En el ámbito de la lengua española se ha producido desde la segunda mitad del siglo xx una eclosión de la narrativa y de la lírica, sobre todo en América, con figuras de primera importancia y proyección universal. No ha ocurrido lo mismo con el teatro, que resulta así el gran desconocido de este campo. Para paliar ese desequilibrio y porque creemos que merece mucha más atención que la muy escasa que ha recibido, nuestro proyecto centra su atención precisamente en el teatro.

* _Material mostrado_:
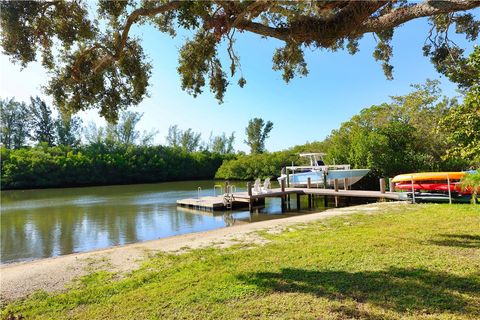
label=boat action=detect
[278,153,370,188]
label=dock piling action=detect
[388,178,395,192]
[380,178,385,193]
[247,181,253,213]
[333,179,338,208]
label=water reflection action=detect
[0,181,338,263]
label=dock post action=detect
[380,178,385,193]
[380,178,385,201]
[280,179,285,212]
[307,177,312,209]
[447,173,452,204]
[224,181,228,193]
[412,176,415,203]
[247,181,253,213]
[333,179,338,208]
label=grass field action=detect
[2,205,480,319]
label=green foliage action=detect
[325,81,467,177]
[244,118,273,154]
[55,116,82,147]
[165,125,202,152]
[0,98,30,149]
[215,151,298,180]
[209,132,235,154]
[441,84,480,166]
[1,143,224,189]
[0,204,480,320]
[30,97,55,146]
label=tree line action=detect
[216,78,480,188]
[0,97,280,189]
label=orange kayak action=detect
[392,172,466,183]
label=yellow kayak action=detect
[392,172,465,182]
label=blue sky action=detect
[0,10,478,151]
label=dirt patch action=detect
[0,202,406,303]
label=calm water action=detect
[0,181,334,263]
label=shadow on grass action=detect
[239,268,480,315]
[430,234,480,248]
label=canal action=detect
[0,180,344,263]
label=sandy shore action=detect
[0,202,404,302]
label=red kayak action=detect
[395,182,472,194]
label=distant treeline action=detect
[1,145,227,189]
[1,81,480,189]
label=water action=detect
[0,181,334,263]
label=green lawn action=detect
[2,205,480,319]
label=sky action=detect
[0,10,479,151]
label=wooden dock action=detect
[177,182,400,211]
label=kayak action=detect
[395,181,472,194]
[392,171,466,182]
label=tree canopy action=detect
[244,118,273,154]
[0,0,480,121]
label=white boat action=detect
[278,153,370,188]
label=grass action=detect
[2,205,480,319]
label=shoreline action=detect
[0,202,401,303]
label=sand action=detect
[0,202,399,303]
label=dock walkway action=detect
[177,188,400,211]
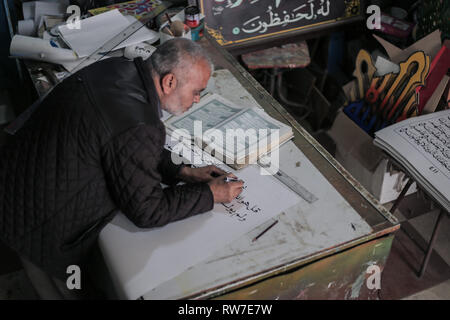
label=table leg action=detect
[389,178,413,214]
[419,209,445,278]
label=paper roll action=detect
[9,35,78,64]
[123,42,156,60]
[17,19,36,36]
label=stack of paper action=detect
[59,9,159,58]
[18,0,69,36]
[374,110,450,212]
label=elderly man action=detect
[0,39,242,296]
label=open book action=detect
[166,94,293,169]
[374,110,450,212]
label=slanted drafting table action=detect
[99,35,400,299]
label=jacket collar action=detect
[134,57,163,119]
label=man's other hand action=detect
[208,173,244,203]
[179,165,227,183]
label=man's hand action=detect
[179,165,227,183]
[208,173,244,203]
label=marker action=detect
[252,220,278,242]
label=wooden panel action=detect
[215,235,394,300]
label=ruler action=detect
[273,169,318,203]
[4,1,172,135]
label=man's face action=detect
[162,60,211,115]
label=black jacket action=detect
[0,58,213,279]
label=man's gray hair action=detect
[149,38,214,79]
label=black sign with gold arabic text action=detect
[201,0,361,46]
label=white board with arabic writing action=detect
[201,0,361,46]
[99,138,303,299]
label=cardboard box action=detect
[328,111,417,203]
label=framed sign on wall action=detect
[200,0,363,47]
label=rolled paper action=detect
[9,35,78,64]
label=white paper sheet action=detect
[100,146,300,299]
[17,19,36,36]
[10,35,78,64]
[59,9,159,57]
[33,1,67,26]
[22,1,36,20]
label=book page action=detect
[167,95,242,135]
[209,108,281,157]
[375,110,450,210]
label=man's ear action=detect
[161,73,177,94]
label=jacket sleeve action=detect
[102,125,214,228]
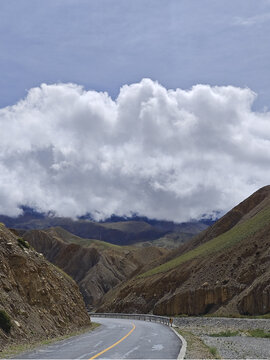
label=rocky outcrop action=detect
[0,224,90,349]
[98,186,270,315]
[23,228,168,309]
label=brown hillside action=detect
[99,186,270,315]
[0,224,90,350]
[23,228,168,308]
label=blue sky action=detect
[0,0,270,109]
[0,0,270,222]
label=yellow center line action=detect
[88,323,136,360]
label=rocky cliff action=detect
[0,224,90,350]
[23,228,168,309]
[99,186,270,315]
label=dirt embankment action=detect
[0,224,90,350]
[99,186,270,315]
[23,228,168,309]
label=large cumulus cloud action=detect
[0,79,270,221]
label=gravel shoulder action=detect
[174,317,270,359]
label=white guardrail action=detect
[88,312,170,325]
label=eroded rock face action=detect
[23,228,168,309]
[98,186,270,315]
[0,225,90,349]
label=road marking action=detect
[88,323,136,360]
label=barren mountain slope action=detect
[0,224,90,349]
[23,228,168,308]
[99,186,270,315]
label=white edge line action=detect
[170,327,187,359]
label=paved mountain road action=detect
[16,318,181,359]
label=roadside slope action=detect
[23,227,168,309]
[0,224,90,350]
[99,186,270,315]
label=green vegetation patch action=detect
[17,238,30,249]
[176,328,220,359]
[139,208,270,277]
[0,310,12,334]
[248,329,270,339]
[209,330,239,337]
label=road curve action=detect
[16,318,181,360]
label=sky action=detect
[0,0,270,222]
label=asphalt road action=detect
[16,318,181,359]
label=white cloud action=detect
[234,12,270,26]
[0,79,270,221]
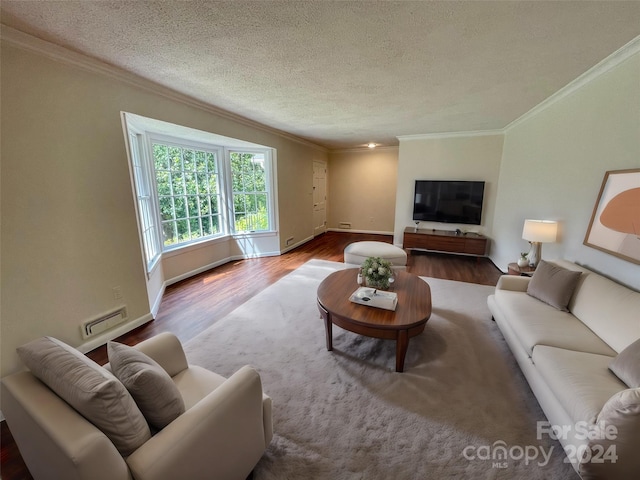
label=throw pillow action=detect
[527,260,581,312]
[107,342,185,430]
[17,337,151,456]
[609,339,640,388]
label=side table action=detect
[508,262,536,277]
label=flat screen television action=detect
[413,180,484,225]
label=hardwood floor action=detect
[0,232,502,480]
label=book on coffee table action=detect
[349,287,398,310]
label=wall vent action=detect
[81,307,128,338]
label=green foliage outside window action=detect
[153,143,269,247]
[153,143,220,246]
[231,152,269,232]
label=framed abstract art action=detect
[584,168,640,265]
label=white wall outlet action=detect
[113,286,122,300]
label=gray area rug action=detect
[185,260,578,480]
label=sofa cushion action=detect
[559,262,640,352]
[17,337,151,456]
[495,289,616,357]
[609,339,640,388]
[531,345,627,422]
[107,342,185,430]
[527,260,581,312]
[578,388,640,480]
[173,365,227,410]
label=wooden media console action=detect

...

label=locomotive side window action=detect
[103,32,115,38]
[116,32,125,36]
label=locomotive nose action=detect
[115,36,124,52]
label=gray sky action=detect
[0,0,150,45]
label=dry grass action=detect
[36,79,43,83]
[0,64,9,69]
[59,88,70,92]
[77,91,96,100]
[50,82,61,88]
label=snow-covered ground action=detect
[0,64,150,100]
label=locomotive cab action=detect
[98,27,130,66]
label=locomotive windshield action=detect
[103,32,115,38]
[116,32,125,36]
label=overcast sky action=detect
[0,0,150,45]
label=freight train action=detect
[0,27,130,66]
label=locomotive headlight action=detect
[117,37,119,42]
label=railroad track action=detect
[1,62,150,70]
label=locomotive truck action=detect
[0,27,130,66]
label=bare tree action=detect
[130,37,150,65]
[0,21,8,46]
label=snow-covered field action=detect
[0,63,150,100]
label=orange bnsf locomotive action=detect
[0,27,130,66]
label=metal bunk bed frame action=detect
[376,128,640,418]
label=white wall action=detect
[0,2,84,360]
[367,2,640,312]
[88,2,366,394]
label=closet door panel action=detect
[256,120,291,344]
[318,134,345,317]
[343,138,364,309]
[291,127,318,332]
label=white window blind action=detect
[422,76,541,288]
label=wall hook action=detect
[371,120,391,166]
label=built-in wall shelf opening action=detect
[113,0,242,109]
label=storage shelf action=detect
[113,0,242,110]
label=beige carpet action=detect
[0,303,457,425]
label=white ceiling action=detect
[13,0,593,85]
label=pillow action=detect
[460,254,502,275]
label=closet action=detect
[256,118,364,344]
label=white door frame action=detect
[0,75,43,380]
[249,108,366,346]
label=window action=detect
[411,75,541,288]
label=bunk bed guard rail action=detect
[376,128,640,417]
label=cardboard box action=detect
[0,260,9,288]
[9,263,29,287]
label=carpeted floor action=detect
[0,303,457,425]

...

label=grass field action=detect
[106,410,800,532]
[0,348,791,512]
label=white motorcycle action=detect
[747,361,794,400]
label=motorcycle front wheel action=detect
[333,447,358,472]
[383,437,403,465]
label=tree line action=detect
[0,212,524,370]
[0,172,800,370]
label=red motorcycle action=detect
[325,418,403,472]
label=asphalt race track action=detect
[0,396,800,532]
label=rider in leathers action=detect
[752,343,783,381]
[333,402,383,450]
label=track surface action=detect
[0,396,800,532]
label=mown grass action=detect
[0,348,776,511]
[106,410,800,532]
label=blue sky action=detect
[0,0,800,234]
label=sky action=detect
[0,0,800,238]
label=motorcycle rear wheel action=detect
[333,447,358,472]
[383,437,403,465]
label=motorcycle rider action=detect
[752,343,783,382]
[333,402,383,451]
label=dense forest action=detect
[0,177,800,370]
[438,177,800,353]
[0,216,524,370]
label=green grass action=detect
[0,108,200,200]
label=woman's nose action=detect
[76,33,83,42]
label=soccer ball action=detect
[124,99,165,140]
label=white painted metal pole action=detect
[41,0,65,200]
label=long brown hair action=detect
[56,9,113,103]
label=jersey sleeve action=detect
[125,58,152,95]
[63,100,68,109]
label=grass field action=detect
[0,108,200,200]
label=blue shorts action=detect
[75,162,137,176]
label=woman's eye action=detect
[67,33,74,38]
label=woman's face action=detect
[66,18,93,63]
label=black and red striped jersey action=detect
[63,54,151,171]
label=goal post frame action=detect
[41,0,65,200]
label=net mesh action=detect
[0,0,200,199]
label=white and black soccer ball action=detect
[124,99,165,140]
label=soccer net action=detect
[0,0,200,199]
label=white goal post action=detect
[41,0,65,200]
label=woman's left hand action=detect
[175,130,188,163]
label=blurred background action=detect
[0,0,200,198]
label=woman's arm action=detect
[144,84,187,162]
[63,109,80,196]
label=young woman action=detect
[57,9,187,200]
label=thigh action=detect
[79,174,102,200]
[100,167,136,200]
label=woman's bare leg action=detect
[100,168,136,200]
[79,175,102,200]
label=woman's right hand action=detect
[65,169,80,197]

* _Tareas pedidas_:
(1) Según el fragmento sobre el teatro en lengua española, ¿en qué género centra su atención el proyecto?
(2) Repite, por favor, el pasaje del fragmento sobre el teatro en lengua española desde "En el ámbito" hasta "en el teatro.".

* _Respuestas dadas_:
(1) En el teatro.

(2)
En el ámbito de la lengua española se ha producido desde la segunda mitad del siglo xx una eclosión de la narrativa y de la lírica, sobre todo en América, con figuras de primera importancia y proyección universal. No ha ocurrido lo mismo con el teatro, que resulta así el gran desconocido de este campo. Para paliar ese desequilibrio y porque creemos que merece mucha más atención que la muy escasa que ha recibido, nuestro proyecto centra su atención precisamente en el teatro.